Text excerpt.
━━━━

SkillHub

volcengine-stt

v0.2.1

Transcribe audio to text using Volcano Engine (Volcengine/ARK) speech-to-text APIs. Use when the user wants to replace Whisper/OpenAI STT with Volcengine, transcribe Telegram/Discord voice notes via Volcengine, or build a reusable STT skill for other OpenClaw agents.

Sourced from ClawHub, Authored by Reed

Installation

Please help me install the skill `volcengine-stt` from SkillHub official store. npx skills add reed1898/volcengine-stt

Volcengine STT

Use this skill to run speech-to-text through Volcengine.

Quick start

{baseDir}/scripts/transcribe.sh /path/to/audio.ogg

Default behavior: - Endpoint: ${ARK_BASE_URL:-https://ark.cn-beijing.volces.com/api/v3}/audio/transcriptions - Model: ${ARK_STT_MODEL:-doubao-seed-asr-1-0} - Auth header: Authorization: Bearer $ARK_API_KEY - Output file: <input>.txt

Required env

  • ARK_API_KEY (required)

Optional: - ARK_BASE_URL (default: https://ark.cn-beijing.volces.com/api/v3) - ARK_STT_MODEL (default: doubao-seed-asr-1-0)

━━━━

Exercise data.
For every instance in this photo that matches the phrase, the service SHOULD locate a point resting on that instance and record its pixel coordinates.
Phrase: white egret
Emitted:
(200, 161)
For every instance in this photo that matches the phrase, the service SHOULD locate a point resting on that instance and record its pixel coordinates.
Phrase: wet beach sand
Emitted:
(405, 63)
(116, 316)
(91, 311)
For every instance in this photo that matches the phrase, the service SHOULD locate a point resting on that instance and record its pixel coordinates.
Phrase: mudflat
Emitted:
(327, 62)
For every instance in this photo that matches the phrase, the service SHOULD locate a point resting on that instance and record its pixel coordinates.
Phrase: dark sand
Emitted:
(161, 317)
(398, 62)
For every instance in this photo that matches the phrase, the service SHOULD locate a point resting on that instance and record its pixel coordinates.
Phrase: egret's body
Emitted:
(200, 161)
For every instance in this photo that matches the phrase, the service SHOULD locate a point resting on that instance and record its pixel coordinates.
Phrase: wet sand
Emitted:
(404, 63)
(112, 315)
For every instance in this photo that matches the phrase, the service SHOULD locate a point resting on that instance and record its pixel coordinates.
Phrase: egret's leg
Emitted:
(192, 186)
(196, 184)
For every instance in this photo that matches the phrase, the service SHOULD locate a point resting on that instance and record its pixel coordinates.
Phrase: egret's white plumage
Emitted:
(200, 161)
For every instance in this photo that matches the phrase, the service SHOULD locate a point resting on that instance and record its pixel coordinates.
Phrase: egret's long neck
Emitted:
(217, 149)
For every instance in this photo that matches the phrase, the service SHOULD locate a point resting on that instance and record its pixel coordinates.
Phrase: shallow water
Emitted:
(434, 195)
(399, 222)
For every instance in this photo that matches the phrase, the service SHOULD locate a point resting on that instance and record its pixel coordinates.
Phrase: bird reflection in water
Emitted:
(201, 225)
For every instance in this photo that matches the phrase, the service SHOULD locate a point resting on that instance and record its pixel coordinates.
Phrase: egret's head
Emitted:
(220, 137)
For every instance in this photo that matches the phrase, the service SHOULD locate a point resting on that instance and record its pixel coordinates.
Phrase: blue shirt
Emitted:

━━━━

Problem A. From the Volcengine STT skill page, quote everything from "Quick start" down to "ARK_STT_MODEL (default: doubao-seed-asr-1-0)".
Problem B. According to the Volcengine STT skill page, which environment variable is required?
Problem C. Carry on the Volcengine STT skill page from the point where it stops.

Answer box A.
Quick start

{baseDir}/scripts/transcribe.sh /path/to/audio.ogg

Default behavior: - Endpoint: ${ARK_BASE_URL:-https://ark.cn-beijing.volces.com/api/v3}/audio/transcriptions - Model: ${ARK_STT_MODEL:-doubao-seed-asr-1-0} - Auth header: Authorization: Bearer $ARK_API_KEY - Output file: <input>.txt

Required env

  • ARK_API_KEY (required)

Optional: - ARK_BASE_URL (default: https://ark.cn-beijing.volces.com/api/v3) - ARK_STT_MODEL (default: doubao-seed-asr-1-0)

Answer box B. ARK_API_KEY

Answer box C.
Useful flags

# Save plain text to custom path
{baseDir}/scripts/transcribe.sh ./voice.ogg --out /tmp/voice.txt

# Force model
{baseDir}/scripts/transcribe.sh ./voice.ogg --model doubao-seed-asr-1-0

# Return raw JSON (for debugging/integration)
{baseDir}/scripts/transcribe.sh ./voice.ogg --json --out /tmp/voice.json

# Hint language/prompt when needed
{baseDir}/scripts/transcribe.sh ./voice.ogg --language zh --prompt "中英混合,保留术语"

Integration notes

  • For OpenClaw voice-message handling, call this script instead of Whisper script.
  • Keep keys in machine-local config or env, never commit secrets.
  • If your Volcengine account uses a different model name, pass --model or set ARK_STT_MODEL.